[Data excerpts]
★ ★ ★ ★ ★
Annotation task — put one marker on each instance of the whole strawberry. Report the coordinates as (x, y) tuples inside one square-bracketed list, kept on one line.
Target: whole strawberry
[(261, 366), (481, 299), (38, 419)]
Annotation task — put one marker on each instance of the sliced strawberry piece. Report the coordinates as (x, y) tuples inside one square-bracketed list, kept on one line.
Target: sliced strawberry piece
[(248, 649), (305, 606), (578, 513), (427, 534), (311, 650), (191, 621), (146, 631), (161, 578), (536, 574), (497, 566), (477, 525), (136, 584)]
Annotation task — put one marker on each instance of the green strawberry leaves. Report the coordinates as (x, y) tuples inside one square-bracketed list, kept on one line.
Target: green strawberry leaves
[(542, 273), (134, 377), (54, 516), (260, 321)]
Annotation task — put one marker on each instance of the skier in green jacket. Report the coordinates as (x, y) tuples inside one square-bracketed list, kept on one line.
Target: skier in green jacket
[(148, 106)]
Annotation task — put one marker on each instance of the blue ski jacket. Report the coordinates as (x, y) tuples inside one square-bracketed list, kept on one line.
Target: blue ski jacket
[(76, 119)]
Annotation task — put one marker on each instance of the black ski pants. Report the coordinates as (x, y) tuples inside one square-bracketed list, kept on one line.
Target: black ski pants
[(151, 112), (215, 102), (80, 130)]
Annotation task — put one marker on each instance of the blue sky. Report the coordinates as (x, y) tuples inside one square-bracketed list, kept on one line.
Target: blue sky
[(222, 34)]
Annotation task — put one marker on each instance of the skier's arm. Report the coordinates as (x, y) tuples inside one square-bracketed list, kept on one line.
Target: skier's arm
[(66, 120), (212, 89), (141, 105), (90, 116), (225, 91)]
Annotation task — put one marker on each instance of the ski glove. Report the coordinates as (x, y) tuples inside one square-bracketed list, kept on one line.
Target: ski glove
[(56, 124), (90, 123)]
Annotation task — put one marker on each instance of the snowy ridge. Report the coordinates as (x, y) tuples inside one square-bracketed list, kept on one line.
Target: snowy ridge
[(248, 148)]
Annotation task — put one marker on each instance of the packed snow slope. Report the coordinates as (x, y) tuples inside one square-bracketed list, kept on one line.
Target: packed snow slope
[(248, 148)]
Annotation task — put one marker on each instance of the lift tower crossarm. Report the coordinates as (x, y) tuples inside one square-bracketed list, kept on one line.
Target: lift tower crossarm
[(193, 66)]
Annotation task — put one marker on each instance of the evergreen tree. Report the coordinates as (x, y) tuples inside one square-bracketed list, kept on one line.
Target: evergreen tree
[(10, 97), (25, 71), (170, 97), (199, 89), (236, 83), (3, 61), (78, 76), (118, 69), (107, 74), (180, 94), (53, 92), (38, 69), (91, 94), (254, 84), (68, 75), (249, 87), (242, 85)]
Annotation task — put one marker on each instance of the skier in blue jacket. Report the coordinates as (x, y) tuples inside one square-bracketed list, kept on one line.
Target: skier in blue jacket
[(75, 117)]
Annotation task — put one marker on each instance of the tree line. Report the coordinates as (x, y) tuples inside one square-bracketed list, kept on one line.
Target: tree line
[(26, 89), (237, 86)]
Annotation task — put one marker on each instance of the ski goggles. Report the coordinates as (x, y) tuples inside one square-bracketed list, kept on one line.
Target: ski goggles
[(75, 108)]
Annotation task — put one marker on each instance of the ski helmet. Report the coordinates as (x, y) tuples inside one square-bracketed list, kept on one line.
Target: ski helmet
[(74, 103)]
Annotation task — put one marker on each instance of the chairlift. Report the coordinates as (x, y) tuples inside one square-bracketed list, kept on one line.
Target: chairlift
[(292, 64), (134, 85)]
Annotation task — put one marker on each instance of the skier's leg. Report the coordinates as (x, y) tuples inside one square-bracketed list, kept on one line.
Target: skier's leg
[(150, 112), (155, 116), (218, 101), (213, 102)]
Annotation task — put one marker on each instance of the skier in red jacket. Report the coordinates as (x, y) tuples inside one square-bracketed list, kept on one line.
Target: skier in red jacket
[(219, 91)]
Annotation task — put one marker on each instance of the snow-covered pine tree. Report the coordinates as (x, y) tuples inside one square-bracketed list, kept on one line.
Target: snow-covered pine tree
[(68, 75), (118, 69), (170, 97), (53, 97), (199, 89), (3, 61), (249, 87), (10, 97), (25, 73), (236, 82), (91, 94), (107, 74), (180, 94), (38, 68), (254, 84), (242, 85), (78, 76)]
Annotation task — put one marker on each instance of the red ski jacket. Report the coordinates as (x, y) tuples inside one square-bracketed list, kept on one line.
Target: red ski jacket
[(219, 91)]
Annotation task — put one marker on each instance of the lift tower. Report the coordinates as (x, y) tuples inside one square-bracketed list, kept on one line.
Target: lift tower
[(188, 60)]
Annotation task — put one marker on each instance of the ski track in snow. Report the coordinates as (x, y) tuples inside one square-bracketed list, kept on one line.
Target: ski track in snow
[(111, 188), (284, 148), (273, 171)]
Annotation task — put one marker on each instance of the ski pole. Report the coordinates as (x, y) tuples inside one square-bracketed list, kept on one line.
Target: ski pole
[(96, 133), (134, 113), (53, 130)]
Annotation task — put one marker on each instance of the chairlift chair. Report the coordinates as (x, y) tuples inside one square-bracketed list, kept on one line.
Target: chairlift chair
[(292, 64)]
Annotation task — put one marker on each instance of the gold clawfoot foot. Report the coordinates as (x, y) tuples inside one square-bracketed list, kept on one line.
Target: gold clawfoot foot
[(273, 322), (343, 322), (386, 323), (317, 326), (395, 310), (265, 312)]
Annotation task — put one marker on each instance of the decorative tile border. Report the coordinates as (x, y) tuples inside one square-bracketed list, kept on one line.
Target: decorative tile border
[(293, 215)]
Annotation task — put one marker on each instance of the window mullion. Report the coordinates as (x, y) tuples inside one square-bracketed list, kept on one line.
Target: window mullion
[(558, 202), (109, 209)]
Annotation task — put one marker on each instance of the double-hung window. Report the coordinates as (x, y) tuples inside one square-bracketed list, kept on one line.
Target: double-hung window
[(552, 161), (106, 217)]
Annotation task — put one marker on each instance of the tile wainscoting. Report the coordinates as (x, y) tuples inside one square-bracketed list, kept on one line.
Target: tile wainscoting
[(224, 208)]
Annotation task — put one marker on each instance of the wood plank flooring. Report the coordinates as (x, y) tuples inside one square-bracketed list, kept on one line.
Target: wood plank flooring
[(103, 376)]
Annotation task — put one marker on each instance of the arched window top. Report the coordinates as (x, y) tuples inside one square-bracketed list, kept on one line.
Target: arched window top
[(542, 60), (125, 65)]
★ ★ ★ ★ ★
#### WHAT YOU SHOULD DO
Among the entries above, the lines between the ones containing "of the evergreen" and "of the snow-covered", inclusive, are to be transcribed exactly. No other line is to be given.

#### FINISHED EXERCISE
Annotation task — put one marker on each instance of the evergreen tree. Report the coordinates as (x, y) tuples inside one square-bracketed list, kept on one line.
Target: evergreen tree
[(10, 97), (25, 71), (170, 97), (199, 89), (236, 83), (3, 61), (78, 76), (118, 69), (107, 74), (180, 94), (53, 92), (38, 69), (91, 94), (254, 84), (68, 75), (249, 87), (242, 85)]
Annotation task — put one marker on each instance of the skier in blue jacket. Report the coordinates as (x, y) tuples inside one square-bracketed list, kept on one line.
Target: skier in blue jacket
[(75, 117)]
Annotation task — put one marker on each instance of the tree line. Report the coordinates as (x, y) tuples inside one square-bracketed list, kept on one line.
Target: tree line
[(26, 89), (237, 86)]
Annotation task — put one marker on each instance of the ski goggles. Report the coordinates as (x, y) tuples inside one square-bracketed list, kept on one line.
Target: ski goggles
[(75, 108)]
Annotation task — put one marker on each instance of the ski helmet. Report the coordinates as (x, y) tuples inside one square-bracketed list, kept on one line.
Target: ski helmet
[(74, 103)]
Annotation task — put one marker on each instance of the chairlift. Report the coordinates as (x, y) tuples inside one square-bracketed list, kept on one line.
Target: chairlift
[(292, 64), (134, 85)]
Annotation task — put one marker on each instance of the skier's leg. Report the coordinates as (x, y) tuples inside one square-bracketed list, kept on one line.
Target: skier's leg
[(150, 112), (155, 116), (218, 101), (213, 102)]
Annotation task — put one marker on each instance of the skier in red jacket. Report the coordinates as (x, y) tuples inside one square-bracketed list, kept on one line.
Target: skier in red jacket
[(219, 91)]
Annotation task — put one marker on each instance of the snow-covered pine tree. Report the coordinates as (x, y) tuples inside one square-bracketed list, kept on one line.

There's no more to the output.